**Exercise requirements**.
When you transcribe the data below, reproduce every line exactly and leave each picture out.

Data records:
****************

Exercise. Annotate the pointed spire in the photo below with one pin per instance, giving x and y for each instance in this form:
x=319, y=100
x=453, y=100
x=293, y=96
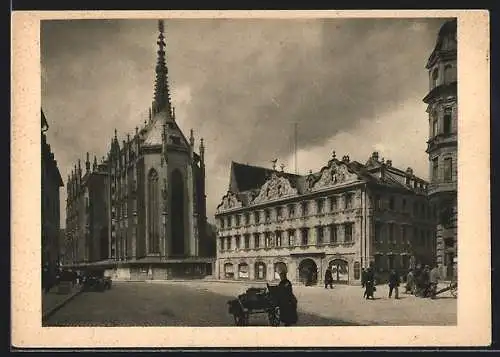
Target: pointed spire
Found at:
x=87, y=163
x=162, y=94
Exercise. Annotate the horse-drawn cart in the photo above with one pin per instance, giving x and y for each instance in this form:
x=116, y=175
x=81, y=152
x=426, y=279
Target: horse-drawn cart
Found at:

****************

**Task result**.
Exercise. Annotate the pointed spire in the photo below with one pin per instance, giving x and y for each instance in this form:
x=319, y=100
x=453, y=100
x=293, y=96
Target: pointed spire
Found at:
x=87, y=163
x=162, y=94
Exercise. Annotate the horse-drawn cart in the photo above with one pin per instance, giving x and y for each instance in this form:
x=116, y=175
x=81, y=152
x=426, y=279
Target: horse-drawn cart
Found at:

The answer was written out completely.